======== Listed entries

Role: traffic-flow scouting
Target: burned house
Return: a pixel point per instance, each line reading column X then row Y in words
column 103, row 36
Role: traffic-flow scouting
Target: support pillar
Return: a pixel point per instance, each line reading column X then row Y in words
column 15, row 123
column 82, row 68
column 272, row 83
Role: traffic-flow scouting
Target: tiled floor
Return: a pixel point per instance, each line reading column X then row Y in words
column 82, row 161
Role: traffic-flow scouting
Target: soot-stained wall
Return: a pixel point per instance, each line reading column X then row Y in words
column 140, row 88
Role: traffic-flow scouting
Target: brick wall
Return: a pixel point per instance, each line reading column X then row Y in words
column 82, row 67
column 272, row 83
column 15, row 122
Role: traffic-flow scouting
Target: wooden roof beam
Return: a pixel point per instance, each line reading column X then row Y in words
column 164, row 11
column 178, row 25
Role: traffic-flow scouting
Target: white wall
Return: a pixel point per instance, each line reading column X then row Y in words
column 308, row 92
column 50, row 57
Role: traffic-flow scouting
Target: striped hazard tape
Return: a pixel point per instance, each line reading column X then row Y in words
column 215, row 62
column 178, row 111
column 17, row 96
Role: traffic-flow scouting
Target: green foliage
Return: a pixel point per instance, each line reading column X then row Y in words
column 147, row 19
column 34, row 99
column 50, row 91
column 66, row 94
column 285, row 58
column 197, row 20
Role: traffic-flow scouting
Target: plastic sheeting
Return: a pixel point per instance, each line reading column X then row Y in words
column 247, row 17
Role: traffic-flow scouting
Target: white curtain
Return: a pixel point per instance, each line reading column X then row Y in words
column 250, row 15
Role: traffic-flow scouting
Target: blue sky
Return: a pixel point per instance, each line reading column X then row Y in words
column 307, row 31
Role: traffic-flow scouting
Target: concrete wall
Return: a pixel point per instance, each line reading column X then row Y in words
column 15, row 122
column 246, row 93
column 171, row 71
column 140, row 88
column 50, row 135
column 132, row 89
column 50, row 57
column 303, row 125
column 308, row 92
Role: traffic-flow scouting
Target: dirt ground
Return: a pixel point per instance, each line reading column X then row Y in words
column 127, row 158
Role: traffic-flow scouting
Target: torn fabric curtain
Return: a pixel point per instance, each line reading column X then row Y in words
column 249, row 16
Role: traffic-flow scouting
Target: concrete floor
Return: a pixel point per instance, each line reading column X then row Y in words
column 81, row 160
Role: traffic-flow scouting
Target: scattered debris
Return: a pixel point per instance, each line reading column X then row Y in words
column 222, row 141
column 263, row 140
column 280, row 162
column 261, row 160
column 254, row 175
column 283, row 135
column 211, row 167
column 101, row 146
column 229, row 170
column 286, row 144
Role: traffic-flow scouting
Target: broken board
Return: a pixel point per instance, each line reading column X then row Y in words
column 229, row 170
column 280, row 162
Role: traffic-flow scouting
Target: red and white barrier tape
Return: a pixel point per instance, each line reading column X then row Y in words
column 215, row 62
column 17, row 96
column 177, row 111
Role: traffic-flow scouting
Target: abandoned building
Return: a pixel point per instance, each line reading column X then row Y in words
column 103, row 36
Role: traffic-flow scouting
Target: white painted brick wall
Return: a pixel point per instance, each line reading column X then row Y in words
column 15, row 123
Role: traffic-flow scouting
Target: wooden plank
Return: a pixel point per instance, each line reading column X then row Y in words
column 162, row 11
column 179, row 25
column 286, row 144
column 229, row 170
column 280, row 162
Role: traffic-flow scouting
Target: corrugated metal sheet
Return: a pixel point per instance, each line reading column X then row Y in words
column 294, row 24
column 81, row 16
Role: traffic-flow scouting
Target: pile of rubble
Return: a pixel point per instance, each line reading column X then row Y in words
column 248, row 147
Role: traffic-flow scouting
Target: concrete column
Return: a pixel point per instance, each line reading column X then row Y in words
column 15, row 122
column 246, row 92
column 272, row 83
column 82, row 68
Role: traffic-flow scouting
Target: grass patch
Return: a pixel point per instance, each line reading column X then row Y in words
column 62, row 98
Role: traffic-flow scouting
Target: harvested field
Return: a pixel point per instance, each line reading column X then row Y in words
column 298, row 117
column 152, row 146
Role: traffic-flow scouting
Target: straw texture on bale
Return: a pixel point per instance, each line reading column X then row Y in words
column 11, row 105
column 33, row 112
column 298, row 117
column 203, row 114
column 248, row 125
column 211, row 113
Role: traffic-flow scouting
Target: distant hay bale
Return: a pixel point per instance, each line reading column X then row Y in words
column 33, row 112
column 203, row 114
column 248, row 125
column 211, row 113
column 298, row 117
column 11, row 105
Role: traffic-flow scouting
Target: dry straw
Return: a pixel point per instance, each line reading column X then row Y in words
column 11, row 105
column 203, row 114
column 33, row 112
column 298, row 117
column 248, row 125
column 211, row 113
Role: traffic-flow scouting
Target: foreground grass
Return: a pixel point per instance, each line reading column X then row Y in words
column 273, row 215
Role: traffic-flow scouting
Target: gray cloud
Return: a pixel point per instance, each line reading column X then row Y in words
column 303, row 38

================

Starting at the beginning of the material and ending at the line containing "column 82, row 161", write those lines out again with "Target" swapped for "Object". Leave everything else unchanged.

Answer to this exercise:
Role: traffic-flow scouting
Object: burned house
Return: a pixel point per instance, each line reading column X then row Y in words
column 103, row 36
Role: traffic-flow scouting
Object: support pillar
Return: a pixel point per instance, each line reading column X then row Y in words
column 15, row 123
column 82, row 68
column 272, row 83
Role: traffic-flow scouting
Object: tiled floor
Return: a pixel point per instance, each line reading column X then row Y in words
column 82, row 161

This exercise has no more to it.